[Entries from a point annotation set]
══════════════════════════════

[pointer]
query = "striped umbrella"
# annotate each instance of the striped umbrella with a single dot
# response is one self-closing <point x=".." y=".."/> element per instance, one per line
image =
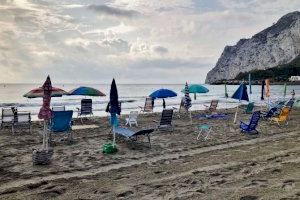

══════════════════════════════

What needs to be done
Lay out every line of the item above as a numbered list, skipping any blank lines. Leave the picture out of your answer.

Task response
1. [pointer]
2. query = "striped umbrella"
3. # annotate each instance of the striped umbrella with a single dot
4. # response is one self-closing <point x=".." y=".."/> element per instance, one per line
5. image =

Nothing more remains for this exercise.